Output every line below without omitting or altering anything.
* Begin *
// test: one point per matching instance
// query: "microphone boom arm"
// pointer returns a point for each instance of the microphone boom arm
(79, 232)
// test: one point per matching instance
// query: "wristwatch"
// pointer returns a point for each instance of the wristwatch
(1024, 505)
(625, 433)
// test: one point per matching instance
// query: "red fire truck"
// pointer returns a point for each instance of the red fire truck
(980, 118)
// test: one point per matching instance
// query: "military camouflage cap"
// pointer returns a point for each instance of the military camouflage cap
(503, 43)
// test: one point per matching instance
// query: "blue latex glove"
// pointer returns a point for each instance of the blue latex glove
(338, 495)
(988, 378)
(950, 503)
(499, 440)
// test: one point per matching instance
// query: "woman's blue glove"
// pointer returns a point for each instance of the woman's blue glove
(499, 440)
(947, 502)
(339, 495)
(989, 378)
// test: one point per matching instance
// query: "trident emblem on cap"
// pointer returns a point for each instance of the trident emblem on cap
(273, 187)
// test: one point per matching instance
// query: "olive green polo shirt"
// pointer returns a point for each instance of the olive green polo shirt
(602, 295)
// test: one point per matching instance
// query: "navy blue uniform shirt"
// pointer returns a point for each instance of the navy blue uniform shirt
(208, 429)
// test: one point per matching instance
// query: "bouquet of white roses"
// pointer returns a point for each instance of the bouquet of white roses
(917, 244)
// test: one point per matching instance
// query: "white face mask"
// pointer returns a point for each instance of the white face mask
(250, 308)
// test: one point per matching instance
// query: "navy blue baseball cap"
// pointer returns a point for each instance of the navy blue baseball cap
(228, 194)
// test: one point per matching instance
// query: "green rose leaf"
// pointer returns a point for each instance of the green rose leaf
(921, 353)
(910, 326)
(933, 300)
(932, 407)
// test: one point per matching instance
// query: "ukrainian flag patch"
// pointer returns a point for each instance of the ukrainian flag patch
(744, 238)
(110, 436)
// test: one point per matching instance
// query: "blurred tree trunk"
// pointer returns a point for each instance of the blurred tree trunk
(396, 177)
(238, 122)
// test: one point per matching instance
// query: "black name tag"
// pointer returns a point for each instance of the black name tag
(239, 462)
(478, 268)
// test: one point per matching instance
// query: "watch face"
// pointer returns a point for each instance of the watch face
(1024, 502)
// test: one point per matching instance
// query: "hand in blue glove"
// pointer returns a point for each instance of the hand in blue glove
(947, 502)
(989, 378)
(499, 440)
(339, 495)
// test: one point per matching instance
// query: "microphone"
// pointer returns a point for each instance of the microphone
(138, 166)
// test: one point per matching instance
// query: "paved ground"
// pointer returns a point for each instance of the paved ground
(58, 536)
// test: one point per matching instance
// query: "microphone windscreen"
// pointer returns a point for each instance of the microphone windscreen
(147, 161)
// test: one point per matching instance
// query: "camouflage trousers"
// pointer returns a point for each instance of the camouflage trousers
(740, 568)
* End *
# [FINAL RESULT]
// test: one point per matching instance
// query: "microphone boom arm"
// pointer returns a point for each instance of the microphone boom arm
(79, 232)
// test: one point per matching instance
// query: "wristwatch"
// pointer returns a point for each instance of the wristwatch
(1024, 505)
(625, 433)
// test: one point per matching instance
// query: "red fire truck"
// pointer returns a point for each instance of the red fire truck
(980, 118)
// test: one point per matching instance
// query: "military camouflage cap"
// pointer returns a point for each instance of the military camouflage cap
(503, 43)
// test: one point per matching instance
// query: "blue latex glove"
// pointer returns a point for each instance of the blue latex glove
(338, 495)
(988, 378)
(950, 503)
(499, 440)
// test: one point per matching instance
// query: "woman's blue glove"
// pointer returns a point for each instance of the woman's blue glove
(499, 440)
(947, 502)
(339, 495)
(989, 378)
// test: one point per matching instance
// query: "trident emblem on cap"
// pointer returns a point for each instance of the trident emblem on cap
(273, 187)
// test: one point per matching instance
// query: "olive green polo shirt"
// pointer returns a point for each instance of the olive green polo shirt
(602, 295)
// test: one point per matching instance
// query: "navy blue uniform shirt"
// pointer returns a point for each instance of the navy blue uniform shirt
(208, 429)
// test: one point per matching instance
// query: "bouquet of white roses"
// pointer returns a point for each instance of the bouquet of white roses
(917, 244)
// test: one point per matching instance
// query: "white face mask"
// pointer returns a point for each instance of the white face mask
(250, 308)
// test: one point per matching instance
// query: "navy blue baseball cap"
// pointer returns a point for each instance of the navy blue baseball cap
(228, 194)
// test: one point per matching instance
// query: "green rose leaf"
// pointer returns a point for each instance of the green rose leaf
(921, 353)
(910, 326)
(933, 300)
(932, 407)
// test: one point per matching instance
// query: "ukrainian flag patch"
// pointer returns a point for each instance of the ukrainian flag patch
(744, 238)
(110, 436)
// test: one point per matching instance
// query: "blurred tree trunk"
// pointer returns a point for each instance of the blurred tree trunk
(396, 177)
(238, 122)
// test: one point per matching instance
// query: "black name tag"
// pointer returns a point for each instance of the black name tag
(239, 462)
(478, 268)
// test: one point per matching instance
// query: "watch face"
// pointer returns a point for each instance of the watch face
(1024, 502)
// test: one point per matching instance
// query: "hand in blue glove"
// pointer returns a point for each instance of the hand in blue glove
(947, 502)
(989, 378)
(499, 440)
(339, 495)
// test: one point per matching instance
// query: "microphone"
// pointer returns a point for each instance of the microphone
(138, 166)
// test: one point per matching instance
// query: "paved ground"
// pointer returns a point for each instance of the paved ground
(58, 536)
// test: one point per matching instance
// query: "microphone windscreen"
// pointer returns a point for each instance of the microphone windscreen
(147, 161)
// test: one point per matching instance
// query: "camouflage trousers"
// pointer returns a point for each instance of the camouflage trousers
(740, 568)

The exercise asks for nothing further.